» Work to do
Extract the records in full, leaving every picture out.

Records:
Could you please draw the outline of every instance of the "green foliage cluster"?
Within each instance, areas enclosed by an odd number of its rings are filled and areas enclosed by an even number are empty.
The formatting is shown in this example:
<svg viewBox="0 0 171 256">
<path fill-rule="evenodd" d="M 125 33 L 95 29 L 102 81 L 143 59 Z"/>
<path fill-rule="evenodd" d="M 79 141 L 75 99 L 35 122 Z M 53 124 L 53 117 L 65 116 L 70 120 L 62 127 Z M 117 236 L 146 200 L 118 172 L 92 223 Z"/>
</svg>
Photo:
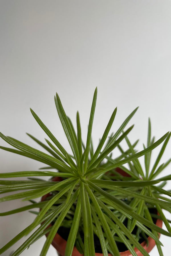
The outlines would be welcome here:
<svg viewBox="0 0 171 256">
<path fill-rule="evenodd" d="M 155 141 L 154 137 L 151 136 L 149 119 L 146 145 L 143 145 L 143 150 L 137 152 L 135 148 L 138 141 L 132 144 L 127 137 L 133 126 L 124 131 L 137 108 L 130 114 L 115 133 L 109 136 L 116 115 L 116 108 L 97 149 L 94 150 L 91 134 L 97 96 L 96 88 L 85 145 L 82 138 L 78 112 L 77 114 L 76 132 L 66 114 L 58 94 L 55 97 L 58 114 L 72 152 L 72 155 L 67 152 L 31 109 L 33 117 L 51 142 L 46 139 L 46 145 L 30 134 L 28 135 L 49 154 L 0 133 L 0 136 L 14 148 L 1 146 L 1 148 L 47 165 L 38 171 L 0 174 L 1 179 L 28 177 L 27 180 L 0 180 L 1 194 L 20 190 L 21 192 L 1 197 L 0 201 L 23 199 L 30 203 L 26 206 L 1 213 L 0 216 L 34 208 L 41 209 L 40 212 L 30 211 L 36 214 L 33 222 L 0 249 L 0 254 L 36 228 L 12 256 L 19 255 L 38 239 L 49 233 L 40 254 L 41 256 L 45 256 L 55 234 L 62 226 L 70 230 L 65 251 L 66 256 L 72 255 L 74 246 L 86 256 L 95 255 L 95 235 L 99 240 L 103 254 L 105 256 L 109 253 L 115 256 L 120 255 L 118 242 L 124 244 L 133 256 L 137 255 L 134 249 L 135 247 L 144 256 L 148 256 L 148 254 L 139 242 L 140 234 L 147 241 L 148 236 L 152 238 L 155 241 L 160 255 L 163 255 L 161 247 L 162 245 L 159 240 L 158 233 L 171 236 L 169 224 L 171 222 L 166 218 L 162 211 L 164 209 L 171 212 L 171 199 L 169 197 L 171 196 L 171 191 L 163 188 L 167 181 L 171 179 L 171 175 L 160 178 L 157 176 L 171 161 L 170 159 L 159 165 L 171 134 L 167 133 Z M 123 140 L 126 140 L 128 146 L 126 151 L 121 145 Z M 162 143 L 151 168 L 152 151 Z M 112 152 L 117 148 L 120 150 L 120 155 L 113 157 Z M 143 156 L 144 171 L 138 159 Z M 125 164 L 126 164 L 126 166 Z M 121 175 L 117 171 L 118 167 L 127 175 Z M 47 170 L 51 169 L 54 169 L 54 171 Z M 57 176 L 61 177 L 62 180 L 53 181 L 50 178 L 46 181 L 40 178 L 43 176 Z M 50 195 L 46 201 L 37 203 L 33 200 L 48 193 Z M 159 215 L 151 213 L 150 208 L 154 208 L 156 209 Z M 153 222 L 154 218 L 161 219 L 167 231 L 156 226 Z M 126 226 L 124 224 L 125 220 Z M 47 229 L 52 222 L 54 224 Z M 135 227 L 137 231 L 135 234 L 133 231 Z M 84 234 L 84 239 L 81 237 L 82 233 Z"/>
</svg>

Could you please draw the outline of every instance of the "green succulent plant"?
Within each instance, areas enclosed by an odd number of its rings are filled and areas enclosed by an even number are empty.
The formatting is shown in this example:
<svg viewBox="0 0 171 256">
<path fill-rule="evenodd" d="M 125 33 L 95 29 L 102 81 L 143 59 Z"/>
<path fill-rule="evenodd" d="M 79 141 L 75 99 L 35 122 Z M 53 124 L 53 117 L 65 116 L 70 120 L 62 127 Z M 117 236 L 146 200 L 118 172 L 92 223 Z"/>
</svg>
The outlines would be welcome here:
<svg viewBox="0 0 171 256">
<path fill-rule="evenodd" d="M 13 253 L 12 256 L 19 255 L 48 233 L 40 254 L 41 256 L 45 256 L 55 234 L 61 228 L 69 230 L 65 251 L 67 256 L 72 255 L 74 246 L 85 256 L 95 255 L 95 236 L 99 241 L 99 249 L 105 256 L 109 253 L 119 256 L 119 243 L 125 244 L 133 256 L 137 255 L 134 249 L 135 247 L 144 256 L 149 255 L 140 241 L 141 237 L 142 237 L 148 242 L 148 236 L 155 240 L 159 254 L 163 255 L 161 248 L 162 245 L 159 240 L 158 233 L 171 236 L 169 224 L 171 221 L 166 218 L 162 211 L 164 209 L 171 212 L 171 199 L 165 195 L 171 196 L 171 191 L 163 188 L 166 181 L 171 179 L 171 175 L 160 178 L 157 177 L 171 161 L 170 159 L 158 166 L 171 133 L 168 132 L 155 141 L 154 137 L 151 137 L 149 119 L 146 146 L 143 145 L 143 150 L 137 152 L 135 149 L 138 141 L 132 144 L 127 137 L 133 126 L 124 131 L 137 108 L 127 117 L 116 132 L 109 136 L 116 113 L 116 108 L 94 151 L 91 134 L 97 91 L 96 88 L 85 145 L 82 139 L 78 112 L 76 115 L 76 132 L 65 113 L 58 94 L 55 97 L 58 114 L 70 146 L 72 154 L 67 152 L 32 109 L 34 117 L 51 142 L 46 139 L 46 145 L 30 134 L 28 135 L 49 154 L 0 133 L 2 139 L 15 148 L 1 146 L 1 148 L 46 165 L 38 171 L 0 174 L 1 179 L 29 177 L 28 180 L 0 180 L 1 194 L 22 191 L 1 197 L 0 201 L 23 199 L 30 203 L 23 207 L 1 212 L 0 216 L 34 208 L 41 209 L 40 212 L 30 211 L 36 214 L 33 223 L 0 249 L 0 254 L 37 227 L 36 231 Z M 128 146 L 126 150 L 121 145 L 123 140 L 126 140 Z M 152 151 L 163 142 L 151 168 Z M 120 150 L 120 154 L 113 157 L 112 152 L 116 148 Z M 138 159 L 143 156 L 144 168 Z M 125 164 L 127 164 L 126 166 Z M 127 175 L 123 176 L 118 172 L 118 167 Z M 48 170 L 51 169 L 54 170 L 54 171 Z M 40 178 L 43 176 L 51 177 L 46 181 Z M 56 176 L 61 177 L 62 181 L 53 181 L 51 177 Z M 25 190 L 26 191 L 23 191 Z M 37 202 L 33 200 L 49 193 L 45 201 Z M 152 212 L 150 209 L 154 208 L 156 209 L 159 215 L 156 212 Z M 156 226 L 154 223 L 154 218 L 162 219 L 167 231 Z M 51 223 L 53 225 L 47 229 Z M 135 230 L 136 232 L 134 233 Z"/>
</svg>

» Finished answer
Could you please draw the outline of every instance of the "green foliage cluster"?
Within each instance, areas enclosed by an odd number of its rings are filled and areas enclosed by an even number are empty.
The formatting is shown in this example:
<svg viewBox="0 0 171 256">
<path fill-rule="evenodd" d="M 125 33 L 95 29 L 102 81 L 143 59 Z"/>
<path fill-rule="evenodd" d="M 79 141 L 75 99 L 35 122 Z M 53 124 L 53 117 L 65 116 L 70 120 L 62 127 Z M 117 236 L 146 200 L 118 172 L 92 223 Z"/>
</svg>
Photo:
The outlines would be welcome here:
<svg viewBox="0 0 171 256">
<path fill-rule="evenodd" d="M 155 141 L 154 137 L 151 136 L 149 119 L 146 145 L 143 145 L 143 150 L 137 152 L 135 148 L 138 141 L 132 144 L 127 137 L 133 126 L 124 131 L 137 108 L 130 114 L 115 133 L 109 136 L 116 115 L 116 108 L 97 149 L 94 150 L 91 134 L 97 96 L 96 88 L 85 145 L 82 138 L 78 112 L 77 114 L 76 132 L 66 114 L 58 94 L 55 97 L 58 114 L 72 152 L 72 155 L 67 152 L 31 109 L 33 117 L 51 142 L 46 139 L 46 145 L 30 134 L 28 135 L 49 154 L 0 133 L 0 136 L 14 148 L 1 146 L 1 148 L 47 165 L 38 171 L 0 174 L 1 179 L 28 177 L 27 180 L 0 180 L 1 194 L 20 190 L 21 192 L 1 197 L 0 201 L 23 199 L 30 203 L 26 206 L 1 213 L 0 216 L 34 208 L 41 209 L 40 212 L 30 211 L 36 214 L 33 222 L 0 249 L 0 254 L 36 228 L 12 256 L 19 255 L 38 239 L 49 233 L 40 254 L 41 256 L 45 256 L 55 234 L 62 226 L 70 230 L 65 251 L 66 256 L 72 255 L 74 246 L 86 256 L 95 255 L 95 235 L 99 240 L 103 254 L 105 256 L 109 253 L 115 256 L 120 255 L 118 242 L 124 244 L 133 256 L 137 255 L 134 249 L 135 247 L 144 256 L 148 256 L 148 254 L 139 242 L 140 234 L 147 241 L 148 236 L 152 238 L 155 241 L 160 255 L 163 255 L 161 247 L 162 245 L 159 240 L 158 233 L 171 236 L 169 224 L 171 222 L 166 218 L 162 211 L 164 209 L 171 212 L 171 199 L 169 197 L 171 196 L 171 191 L 163 188 L 167 181 L 171 179 L 171 175 L 160 178 L 157 176 L 171 161 L 170 159 L 159 165 L 171 134 L 167 133 Z M 123 140 L 126 140 L 128 146 L 126 151 L 121 145 Z M 162 143 L 151 168 L 152 151 Z M 112 152 L 117 148 L 120 150 L 120 155 L 113 157 Z M 143 156 L 144 171 L 138 159 Z M 125 164 L 126 164 L 126 166 Z M 121 175 L 117 171 L 118 167 L 127 175 Z M 47 170 L 51 169 L 54 169 L 54 171 Z M 57 176 L 61 177 L 62 180 L 53 181 L 50 178 L 46 181 L 40 178 L 43 176 Z M 50 195 L 46 201 L 37 203 L 33 200 L 48 193 Z M 159 215 L 151 213 L 150 208 L 154 208 L 156 209 Z M 153 222 L 154 218 L 161 219 L 167 231 L 156 226 Z M 126 226 L 124 224 L 125 220 Z M 47 229 L 52 222 L 54 224 Z M 135 227 L 137 231 L 135 234 L 133 231 Z M 84 234 L 84 239 L 81 237 L 82 233 Z"/>
</svg>

Could you please draw the outline of every instance of the "green succulent plant"?
Within each instance, areas enclosed by an odd number of its rings are filled and areas enclosed by an even number are empty.
The formatting is shown in this example:
<svg viewBox="0 0 171 256">
<path fill-rule="evenodd" d="M 125 33 L 95 29 L 102 81 L 143 59 Z"/>
<path fill-rule="evenodd" d="M 79 141 L 75 99 L 35 122 Z M 53 124 L 53 117 L 65 116 L 70 120 L 62 127 Z M 117 236 L 146 200 L 118 172 L 92 223 Z"/>
</svg>
The outlines would be welcome here:
<svg viewBox="0 0 171 256">
<path fill-rule="evenodd" d="M 13 253 L 12 256 L 19 255 L 48 233 L 40 254 L 41 256 L 45 256 L 55 234 L 61 228 L 69 230 L 65 251 L 67 256 L 72 255 L 74 246 L 85 256 L 95 255 L 95 236 L 99 241 L 99 249 L 105 256 L 109 253 L 119 256 L 119 243 L 125 244 L 133 256 L 137 255 L 134 249 L 135 247 L 144 256 L 149 255 L 140 241 L 141 237 L 142 237 L 148 242 L 148 236 L 155 240 L 159 254 L 163 255 L 161 248 L 162 245 L 159 240 L 158 233 L 171 236 L 169 224 L 171 221 L 166 218 L 162 211 L 164 209 L 171 212 L 171 199 L 165 195 L 171 196 L 171 191 L 163 188 L 166 181 L 171 179 L 171 175 L 160 178 L 157 177 L 171 161 L 170 159 L 158 166 L 171 133 L 168 132 L 155 141 L 154 137 L 151 137 L 149 119 L 146 146 L 143 145 L 143 150 L 137 152 L 135 149 L 138 141 L 132 144 L 127 137 L 133 126 L 124 131 L 137 108 L 127 117 L 116 132 L 109 136 L 116 113 L 116 108 L 94 151 L 91 134 L 97 91 L 96 88 L 85 145 L 82 139 L 78 112 L 76 115 L 76 132 L 65 113 L 58 94 L 55 97 L 58 114 L 70 146 L 72 154 L 67 152 L 32 109 L 34 117 L 51 142 L 46 139 L 46 145 L 30 134 L 28 135 L 49 154 L 0 133 L 2 139 L 15 148 L 1 146 L 1 148 L 46 165 L 38 171 L 0 174 L 1 179 L 29 177 L 28 180 L 0 180 L 1 194 L 22 191 L 1 197 L 0 201 L 23 199 L 30 203 L 23 207 L 1 212 L 0 216 L 34 208 L 41 209 L 40 212 L 30 211 L 36 214 L 33 223 L 0 249 L 0 254 L 37 227 L 36 231 Z M 128 146 L 126 150 L 121 145 L 123 140 L 126 140 Z M 152 151 L 163 142 L 151 168 Z M 120 150 L 120 154 L 113 157 L 112 152 L 116 148 Z M 138 159 L 143 156 L 144 168 Z M 125 164 L 127 164 L 126 166 Z M 127 175 L 123 176 L 118 172 L 118 167 Z M 48 170 L 51 169 L 54 170 L 54 171 Z M 40 178 L 43 176 L 51 177 L 46 181 Z M 56 176 L 61 177 L 62 181 L 53 181 L 51 177 Z M 25 190 L 26 191 L 23 191 Z M 37 202 L 33 200 L 49 193 L 45 201 Z M 152 212 L 150 209 L 154 208 L 156 209 L 159 215 L 156 212 Z M 156 226 L 154 223 L 154 218 L 162 219 L 167 231 Z M 51 223 L 53 225 L 47 229 Z M 135 230 L 136 232 L 134 233 Z"/>
</svg>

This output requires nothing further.